◆ Ruwe gegevens:
^^^^^^^^
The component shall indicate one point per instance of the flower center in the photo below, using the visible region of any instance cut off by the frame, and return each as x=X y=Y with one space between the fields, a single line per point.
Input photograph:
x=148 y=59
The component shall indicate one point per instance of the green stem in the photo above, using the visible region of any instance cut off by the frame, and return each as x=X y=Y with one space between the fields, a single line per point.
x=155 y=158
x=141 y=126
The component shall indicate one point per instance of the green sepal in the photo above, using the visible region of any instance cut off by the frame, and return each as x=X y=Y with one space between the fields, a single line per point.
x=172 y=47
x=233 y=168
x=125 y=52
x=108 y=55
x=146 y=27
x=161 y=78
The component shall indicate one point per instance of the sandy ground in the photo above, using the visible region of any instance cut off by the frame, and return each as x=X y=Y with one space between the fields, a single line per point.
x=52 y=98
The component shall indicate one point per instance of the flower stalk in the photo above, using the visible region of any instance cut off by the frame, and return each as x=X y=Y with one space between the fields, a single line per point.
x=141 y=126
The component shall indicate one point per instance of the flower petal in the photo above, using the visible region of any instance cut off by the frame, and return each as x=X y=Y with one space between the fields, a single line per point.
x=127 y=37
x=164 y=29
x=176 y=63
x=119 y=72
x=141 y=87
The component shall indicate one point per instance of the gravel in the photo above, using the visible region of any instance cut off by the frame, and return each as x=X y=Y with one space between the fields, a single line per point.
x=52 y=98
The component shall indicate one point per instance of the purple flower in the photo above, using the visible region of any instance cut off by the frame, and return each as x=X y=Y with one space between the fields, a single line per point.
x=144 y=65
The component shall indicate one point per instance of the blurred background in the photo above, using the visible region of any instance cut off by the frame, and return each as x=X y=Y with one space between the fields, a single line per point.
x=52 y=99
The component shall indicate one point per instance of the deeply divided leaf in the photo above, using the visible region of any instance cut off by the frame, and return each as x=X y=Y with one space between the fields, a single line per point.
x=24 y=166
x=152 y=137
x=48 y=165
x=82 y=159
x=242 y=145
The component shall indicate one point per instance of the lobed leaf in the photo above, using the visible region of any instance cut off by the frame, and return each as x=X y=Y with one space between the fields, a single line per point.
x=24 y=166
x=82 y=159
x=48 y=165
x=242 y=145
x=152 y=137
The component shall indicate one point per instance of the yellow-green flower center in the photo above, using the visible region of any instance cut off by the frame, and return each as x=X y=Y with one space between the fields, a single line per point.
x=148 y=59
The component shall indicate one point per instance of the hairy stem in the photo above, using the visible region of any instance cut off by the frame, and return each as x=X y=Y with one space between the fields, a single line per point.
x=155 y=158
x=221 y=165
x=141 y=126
^^^^^^^^
◆ Instructies en eisen:
Zet alle vermeldingen hierboven om in een CSV met twee kolommen, opdracht en antwoord, met één rij per vermelding. Zet de tekst en het antwoord elk in één veld tussen aanhalingstekens en vervang regeleinden door spaties.

◆ Verwachte uitvoer:
opdracht,antwoord
"The component shall indicate one point per instance of the flower center in the photo below, using the visible region of any instance cut off by the frame, and return each as x=X y=Y with one space between the fields, a single line per point. Input photograph:","x=148 y=59"
"The component shall indicate one point per instance of the green stem in the photo above, using the visible region of any instance cut off by the frame, and return each as x=X y=Y with one space between the fields, a single line per point.","x=155 y=158 x=141 y=126"
"The component shall indicate one point per instance of the green sepal in the photo above, using the visible region of any instance cut off by the frame, and return each as x=X y=Y with one space between the fields, a single line per point.","x=172 y=47 x=233 y=168 x=125 y=52 x=108 y=55 x=146 y=27 x=161 y=78"
"The component shall indicate one point per instance of the sandy ground in the photo above, using the visible region of any instance cut off by the frame, and return each as x=X y=Y with one space between the fields, a single line per point.","x=52 y=98"
"The component shall indicate one point per instance of the flower stalk in the photo above, using the visible region of any instance cut off by the frame, and return each as x=X y=Y with one space between the fields, a single line per point.","x=141 y=126"
"The component shall indicate one point per instance of the flower petal in the photo above, using the visible region of any instance cut off by the frame, and return each as x=X y=Y with one space between the fields, a single line per point.","x=127 y=37 x=164 y=29 x=176 y=63 x=119 y=72 x=141 y=87"
"The component shall indicate one point per instance of the gravel in the photo above, using the visible region of any instance cut off by the frame, and return each as x=X y=Y with one space between the fields, a single line per point.","x=52 y=98"
"The component shall indicate one point per instance of the purple flower in the photo above, using the visible region of any instance cut off by the frame, and return each as x=X y=Y with one space between the fields, a single line per point.","x=144 y=65"
"The component shall indicate one point per instance of the blurred background in the photo above, using the visible region of any instance cut off by the frame, and return each as x=X y=Y with one space between the fields, a single line per point.","x=52 y=99"
"The component shall indicate one point per instance of the deeply divided leaf in the photo above, using the visible region of any instance cut off by the frame, and return each as x=X y=Y with one space between the fields, a single line per point.","x=24 y=166 x=152 y=137 x=48 y=165 x=82 y=159 x=242 y=145"
"The component shall indicate one point per instance of the lobed leaf in the photo above, using the visible region of any instance cut off by the frame, and return each as x=X y=Y with one space between the fields, a single line per point.","x=24 y=166 x=82 y=159 x=48 y=165 x=242 y=145 x=152 y=137"
"The component shall indicate one point per instance of the yellow-green flower center in the photo above, using the visible region of any instance cut off by the frame, and return each as x=X y=Y with one space between the fields, a single line per point.","x=148 y=59"
"The component shall indicate one point per instance of the hairy stem in the photo above, using the visible region of any instance cut off by the frame, and return each as x=X y=Y with one space between the fields, a single line per point.","x=155 y=158 x=221 y=165 x=141 y=126"